» **EXERCISE REQUIREMENTS**
Swap each "innermost point" in the records below for "deepest interior point" and write the records out again with nothing else changed, leaving out the pictures.

Image location labeling entries:
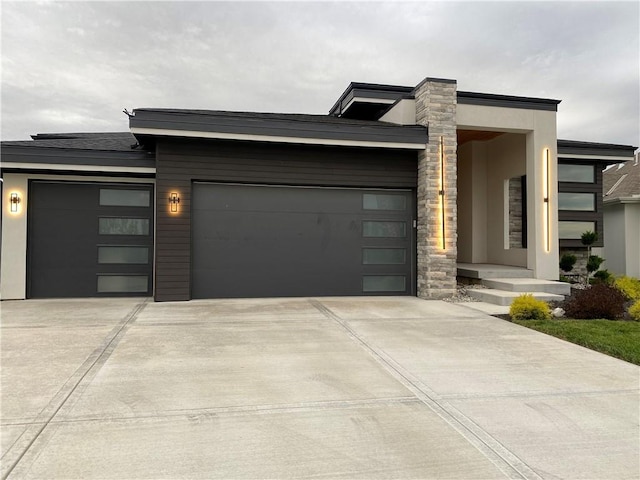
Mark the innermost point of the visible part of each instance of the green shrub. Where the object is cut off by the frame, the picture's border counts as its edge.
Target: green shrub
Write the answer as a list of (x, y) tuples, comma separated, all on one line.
[(527, 307), (567, 262), (634, 311), (629, 286), (597, 301), (603, 276), (593, 263)]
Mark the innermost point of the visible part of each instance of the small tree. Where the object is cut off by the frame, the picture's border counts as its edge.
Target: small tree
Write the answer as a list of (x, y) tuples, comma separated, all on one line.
[(588, 238), (567, 262)]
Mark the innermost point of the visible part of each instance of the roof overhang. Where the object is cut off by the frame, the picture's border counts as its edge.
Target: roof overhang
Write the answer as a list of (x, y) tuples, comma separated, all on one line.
[(606, 153), (149, 124)]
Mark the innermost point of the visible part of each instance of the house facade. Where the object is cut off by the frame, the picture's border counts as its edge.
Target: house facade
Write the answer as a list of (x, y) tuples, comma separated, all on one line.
[(621, 209), (385, 195)]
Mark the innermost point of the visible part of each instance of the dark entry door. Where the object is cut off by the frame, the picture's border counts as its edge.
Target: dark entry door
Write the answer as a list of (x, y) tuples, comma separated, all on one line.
[(88, 240), (273, 241)]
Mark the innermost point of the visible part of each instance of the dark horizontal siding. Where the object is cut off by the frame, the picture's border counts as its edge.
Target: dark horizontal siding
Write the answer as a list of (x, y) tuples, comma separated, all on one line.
[(180, 163)]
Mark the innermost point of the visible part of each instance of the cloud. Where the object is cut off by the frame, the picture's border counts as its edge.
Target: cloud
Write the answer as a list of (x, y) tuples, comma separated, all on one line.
[(74, 66)]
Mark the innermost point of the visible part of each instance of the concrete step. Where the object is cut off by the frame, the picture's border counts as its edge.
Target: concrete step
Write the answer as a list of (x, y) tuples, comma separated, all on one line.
[(503, 297), (528, 285), (485, 270)]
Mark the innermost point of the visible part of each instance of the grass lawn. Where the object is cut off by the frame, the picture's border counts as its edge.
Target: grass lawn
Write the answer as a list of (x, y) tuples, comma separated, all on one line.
[(616, 338)]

» **SOLUTION FOR THIS EXERCISE**
Mark the deepest interior point of the visible part of each instance of the green shrub. Where the object is cut off by the frame, the picture's border counts as its edge.
Target: green shrub
Write the answer as a list of (x, y) tuples, comma separated, all on one line.
[(527, 307), (567, 262), (634, 311), (629, 286), (597, 301), (603, 276), (593, 263)]
Mark the deepest interior point of the visible part of each instance of the small tree. Where the object is cut off by the frame, the picture's border counts as its edge.
Target: small tree
Write the answer as a list of (x, y) tuples, comma separated, all on one line.
[(588, 238), (567, 262)]
Mark the deepest interior point of the visible part of each instance of the roof overhang. Where the object is cut off by the frame, the picture's border counts as its edge.
Target: roof overhang
Write the answer as a list of (x, y) tuples, comma separated, all on one line.
[(606, 153), (149, 124)]
Mark the deepest interior point of the visible part of each instance of the house facade. Where the object is cut off by the frame, the picture's border counts as its edge.
Target: house facade
Write the answer as a list of (x, y) tuples, comma separated, all on one line.
[(621, 209), (385, 195)]
Mark the deepest interior point of the visible part of each instance of the dark entry door. Where the object is cut off by the frame, the picture's border counts as its edge.
Target: dark entry door
Write the answer as a list of (x, y) tuples, comma separated, all on one line.
[(88, 240), (273, 241)]
Mark the deepest interior point of the visible part of each instance of the dark horizontal siding. Where the object is cut off by the frame, the picture's border counts as its edge.
Target: dark horizontal siding
Write the answer as a list of (x, y) tuples, comma separated, all on one line.
[(180, 163)]
Mark the deepest interior point of the visible part of each instance of the cloud. Where the object is cut off by the frame, the picture's border counts as its edge.
Target: cloud
Write the answer as a list of (x, y) tuples, comma separated, all on one line.
[(74, 66)]
Mark the deepest interior point of the visible part of each instance of the concrete step. Where the object is cut off by the frame, the picture's border counts as its edge.
Target: concrete step
Write the answer as a list of (x, y) tuples, comma separated, all on one line.
[(503, 297), (528, 285), (485, 270)]
Mark the deepest interior point of the visible part of each instance of the grass lawn. Where the object is cut off by the frame, the picture's border counts as its edge.
Target: grass lawn
Write the answer as a list of (x, y) tuples, comma separated, all on one line.
[(616, 338)]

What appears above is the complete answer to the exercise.